__Goal__
Repeat the data verbatim.

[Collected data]

[START]

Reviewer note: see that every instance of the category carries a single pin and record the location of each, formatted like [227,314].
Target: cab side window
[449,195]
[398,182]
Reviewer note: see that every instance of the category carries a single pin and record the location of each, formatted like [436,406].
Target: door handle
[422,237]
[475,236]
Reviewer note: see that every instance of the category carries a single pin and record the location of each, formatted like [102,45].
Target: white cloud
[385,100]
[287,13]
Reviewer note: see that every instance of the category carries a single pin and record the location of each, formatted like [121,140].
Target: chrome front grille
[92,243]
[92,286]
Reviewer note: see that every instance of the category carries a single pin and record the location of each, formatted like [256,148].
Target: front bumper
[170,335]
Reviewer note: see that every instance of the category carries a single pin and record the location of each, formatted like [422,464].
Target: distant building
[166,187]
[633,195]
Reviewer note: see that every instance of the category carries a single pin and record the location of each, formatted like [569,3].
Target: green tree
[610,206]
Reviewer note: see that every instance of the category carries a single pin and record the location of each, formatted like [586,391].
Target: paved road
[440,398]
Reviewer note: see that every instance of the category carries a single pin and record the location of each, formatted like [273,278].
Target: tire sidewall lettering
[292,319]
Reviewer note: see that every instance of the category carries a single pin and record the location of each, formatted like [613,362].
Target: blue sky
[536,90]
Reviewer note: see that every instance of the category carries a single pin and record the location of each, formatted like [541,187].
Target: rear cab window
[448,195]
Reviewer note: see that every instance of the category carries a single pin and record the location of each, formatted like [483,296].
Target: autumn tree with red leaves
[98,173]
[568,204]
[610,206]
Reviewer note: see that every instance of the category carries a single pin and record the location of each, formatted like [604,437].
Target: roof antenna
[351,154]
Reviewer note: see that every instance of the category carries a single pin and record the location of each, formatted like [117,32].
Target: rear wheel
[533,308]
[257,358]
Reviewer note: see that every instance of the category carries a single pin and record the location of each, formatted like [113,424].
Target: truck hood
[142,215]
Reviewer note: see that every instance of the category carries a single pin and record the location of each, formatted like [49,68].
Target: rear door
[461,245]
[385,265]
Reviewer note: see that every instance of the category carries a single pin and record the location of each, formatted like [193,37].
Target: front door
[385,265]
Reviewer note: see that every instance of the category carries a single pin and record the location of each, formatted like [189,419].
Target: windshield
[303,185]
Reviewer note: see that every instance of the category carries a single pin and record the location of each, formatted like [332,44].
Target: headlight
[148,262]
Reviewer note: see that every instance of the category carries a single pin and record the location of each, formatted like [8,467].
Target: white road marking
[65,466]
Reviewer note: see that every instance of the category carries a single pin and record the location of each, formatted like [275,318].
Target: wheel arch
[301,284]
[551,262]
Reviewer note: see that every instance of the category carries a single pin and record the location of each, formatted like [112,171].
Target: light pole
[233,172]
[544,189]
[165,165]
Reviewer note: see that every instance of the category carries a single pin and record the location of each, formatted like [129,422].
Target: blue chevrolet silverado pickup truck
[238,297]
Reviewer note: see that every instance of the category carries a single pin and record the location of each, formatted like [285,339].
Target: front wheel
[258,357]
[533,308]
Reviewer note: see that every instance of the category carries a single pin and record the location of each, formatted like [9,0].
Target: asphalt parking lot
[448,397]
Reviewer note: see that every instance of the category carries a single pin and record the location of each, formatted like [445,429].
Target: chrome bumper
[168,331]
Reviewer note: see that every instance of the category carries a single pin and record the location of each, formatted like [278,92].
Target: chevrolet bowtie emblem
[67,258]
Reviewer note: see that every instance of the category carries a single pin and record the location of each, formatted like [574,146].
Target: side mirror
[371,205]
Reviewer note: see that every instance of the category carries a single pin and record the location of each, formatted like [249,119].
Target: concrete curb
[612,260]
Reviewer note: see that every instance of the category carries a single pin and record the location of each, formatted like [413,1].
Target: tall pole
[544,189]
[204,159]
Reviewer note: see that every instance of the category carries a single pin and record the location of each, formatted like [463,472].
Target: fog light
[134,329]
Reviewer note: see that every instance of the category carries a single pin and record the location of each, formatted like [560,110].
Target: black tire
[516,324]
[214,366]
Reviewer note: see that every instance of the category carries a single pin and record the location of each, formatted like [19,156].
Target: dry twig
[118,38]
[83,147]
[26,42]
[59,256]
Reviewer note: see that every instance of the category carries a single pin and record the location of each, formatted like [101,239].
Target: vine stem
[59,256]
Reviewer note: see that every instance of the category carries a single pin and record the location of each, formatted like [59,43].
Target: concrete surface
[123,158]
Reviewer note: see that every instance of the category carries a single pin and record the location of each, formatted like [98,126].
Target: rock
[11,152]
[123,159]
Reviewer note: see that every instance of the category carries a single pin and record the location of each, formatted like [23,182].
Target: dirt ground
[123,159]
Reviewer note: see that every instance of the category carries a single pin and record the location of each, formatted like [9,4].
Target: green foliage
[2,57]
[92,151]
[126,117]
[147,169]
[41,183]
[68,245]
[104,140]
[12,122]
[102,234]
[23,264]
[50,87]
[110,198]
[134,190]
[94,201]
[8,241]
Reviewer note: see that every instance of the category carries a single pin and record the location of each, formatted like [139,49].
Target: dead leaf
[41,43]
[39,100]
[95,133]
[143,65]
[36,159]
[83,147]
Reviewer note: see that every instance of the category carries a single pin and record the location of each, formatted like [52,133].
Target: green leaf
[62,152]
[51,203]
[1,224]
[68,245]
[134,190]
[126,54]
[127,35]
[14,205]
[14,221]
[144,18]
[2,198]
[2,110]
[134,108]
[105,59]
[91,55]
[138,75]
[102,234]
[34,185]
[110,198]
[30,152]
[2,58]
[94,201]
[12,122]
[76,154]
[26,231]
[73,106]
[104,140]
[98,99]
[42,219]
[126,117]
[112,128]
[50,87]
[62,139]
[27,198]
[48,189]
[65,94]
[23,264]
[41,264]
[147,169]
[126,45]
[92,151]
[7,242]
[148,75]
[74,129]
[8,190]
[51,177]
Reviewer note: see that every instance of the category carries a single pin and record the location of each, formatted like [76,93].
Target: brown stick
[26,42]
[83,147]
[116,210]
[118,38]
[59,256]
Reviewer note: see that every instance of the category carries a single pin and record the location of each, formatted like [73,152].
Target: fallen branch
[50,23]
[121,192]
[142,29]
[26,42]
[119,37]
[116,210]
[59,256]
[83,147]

[END]

__Answer to this task__
Reviewer note: see that every instance of the category carries a single pin and record the location of each, formatted like [227,314].
Target: cab side window
[449,195]
[398,182]
Reviewer note: see that every instance of the category carries a single pin and record the location of each, formatted like [436,406].
Target: door handle
[422,237]
[475,236]
Reviewer note: see that every instance of the category carries a single pin and record the location of each, formatted like [102,45].
Target: white cloud
[385,100]
[287,13]
Reviewer note: see that every instance of the category carries a single pin and record the location of each, formatted like [121,140].
Target: chrome front grille
[92,243]
[92,286]
Reviewer note: see that every instance of the category carries a single pin and record the location of each, formatted like [256,148].
Target: front bumper
[170,335]
Reviewer note: see that every instance of the category carries a single pin and record the location of each, formatted like [422,464].
Target: distant building
[166,187]
[633,195]
Reviewer note: see that every instance of the category carries a single pin and record the location of each, formatted like [569,3].
Target: green tree
[610,206]
Reviewer note: see that every instance of the category carries a single pin and record the location of each, formatted like [586,391].
Target: paved road
[440,398]
Reviewer note: see that every instance of the category carries a single pin and record the location of each, formatted like [273,278].
Target: tire sidewall lettering
[292,319]
Reviewer note: see that every instance of the category carries a single pin and record the location of each, formatted like [613,362].
Target: blue sky
[536,90]
Reviewer note: see that every instance of the category carries a single pin and record the location of each, formatted like [541,187].
Target: rear cab window
[448,195]
Reviewer note: see that every instance of the category carries a single pin and record the location of each, formatted like [483,296].
Target: autumn tree with red leaves
[98,173]
[568,204]
[610,206]
Reviewer note: see that every instance of the category carries a single pin and record the location of each, formatted like [604,437].
Target: roof antenna
[351,154]
Reviewer note: see that every instance of the category carries a single pin and record the location of each, formatted like [117,32].
Target: rear wheel
[533,308]
[257,358]
Reviewer note: see that every instance of the category carries a single pin and record the location of each, formatted like [113,424].
Target: truck hood
[142,215]
Reviewer note: see that every instance of the category carries a single pin and record the location of each, formatted like [49,68].
Target: rear door
[461,245]
[385,265]
Reviewer note: see that every instance of the category carries a single pin and record the location of each, formatted like [193,37].
Target: front door
[385,265]
Reviewer note: see that every instance of the category carries a single pin and record the location of each, formatted like [189,419].
Target: windshield
[303,185]
Reviewer note: see that every instance of the category carries a single pin and record the location of each, formatted like [332,44].
Target: headlight
[148,262]
Reviewer note: see that every instance of the category carries a single pin and record the location of each, formatted like [8,467].
Target: white road marking
[65,466]
Reviewer note: see that every instance of the category carries a single pin and record the location of each, formatted like [275,318].
Target: wheel arch
[301,284]
[551,262]
Reviewer note: see that every instance of the category carries a single pin and record the location of each, formatted like [112,171].
Target: light pole
[233,172]
[544,189]
[165,165]
Reviewer note: see that every instance of the category carries a single pin and record the location of each, formatted like [129,422].
Target: blue chevrolet silverado pickup truck
[238,297]
Reviewer note: see that every instance of the category carries a single pin and record the location of each, formatted like [285,339].
Target: front wheel
[258,357]
[533,308]
Reviewer note: see that every instance of the category carries a single pin and record the location of each, formatted like [9,0].
Target: asphalt parking lot
[448,397]
Reviewer note: see that every instance of the category carries a single pin and record the location of each, formatted like [445,429].
Target: chrome bumper
[168,331]
Reviewer note: see that every instance of the category carries a single pin and record the location of each, formatted like [278,92].
Target: chevrolet bowtie emblem
[67,258]
Reviewer note: see that every instance of the category carries a single pin and record the location of each, formatted like [574,146].
Target: side mirror
[371,205]
Reviewer note: see that every instance of the category carries a single pin and record the location of each, formatted like [249,119].
Target: concrete curb
[612,260]
Reviewer note: see that every instance of the category carries a single pin and record the location of each, formatted like [413,1].
Target: tall pole
[544,189]
[204,159]
Reviewer note: see that every instance of the category carries a single pin and record the location of each, formatted like [463,472].
Target: fog light
[134,329]
Reviewer note: see that every instance of the category carries a single pin and record the location of each, formatted like [560,110].
Target: black tire
[516,324]
[214,366]
Reviewer note: see that every instance of the category carries a single pin and record the location of each, formatted like [19,156].
Target: dry twig
[118,38]
[83,147]
[26,42]
[59,256]
Reviewer note: see that every instance of the category carries a single pin and record the location of each, formatted like [101,239].
Target: vine stem
[59,256]
Reviewer note: see that every instance of the category carries a single pin and record the location of each, formatted like [59,43].
Target: concrete surface
[123,158]
Reviewer note: see that every instance of the category carries a single pin and record the location of each, formatted like [98,126].
Target: rock
[11,152]
[123,159]
Reviewer note: see that every instance of the category carries a single pin and record the location of each, formatted like [23,182].
Target: dirt ground
[123,159]
Reviewer note: see that every instance of the category carries a single pin and record the location of each, formatted like [9,4].
Target: green foliage
[2,57]
[92,151]
[126,117]
[147,169]
[41,183]
[68,245]
[104,140]
[12,122]
[102,234]
[23,264]
[50,87]
[110,198]
[134,190]
[94,201]
[8,241]
Reviewer note: see that every instance of the category carries a single pin and record the location of each, formatted like [139,49].
Target: dead leaf
[41,43]
[39,100]
[95,133]
[143,65]
[36,159]
[83,147]
Reviewer note: see that every instance of the category carries a single pin and record the location of each, formatted like [52,133].
Target: green leaf
[62,152]
[51,203]
[1,224]
[68,245]
[134,190]
[126,54]
[127,35]
[14,205]
[14,221]
[144,18]
[2,198]
[2,110]
[134,108]
[105,59]
[91,55]
[138,75]
[102,234]
[34,185]
[110,198]
[30,152]
[2,58]
[94,201]
[12,122]
[76,154]
[26,231]
[73,106]
[104,140]
[98,99]
[42,219]
[126,117]
[112,128]
[50,87]
[62,139]
[27,198]
[48,189]
[65,94]
[23,264]
[41,264]
[147,169]
[126,45]
[92,151]
[7,242]
[148,75]
[74,129]
[8,190]
[51,177]
Reviewer note: see that every instance of the category carries a single pin and record the location of each, formatted like [76,93].
Target: brown stick
[26,42]
[83,147]
[116,210]
[118,38]
[59,256]
Reviewer note: see that every instance of the category carries a single pin and record the location of each, formatted like [73,152].
Target: fallen branch
[50,23]
[121,192]
[142,29]
[26,42]
[119,37]
[116,210]
[59,256]
[83,147]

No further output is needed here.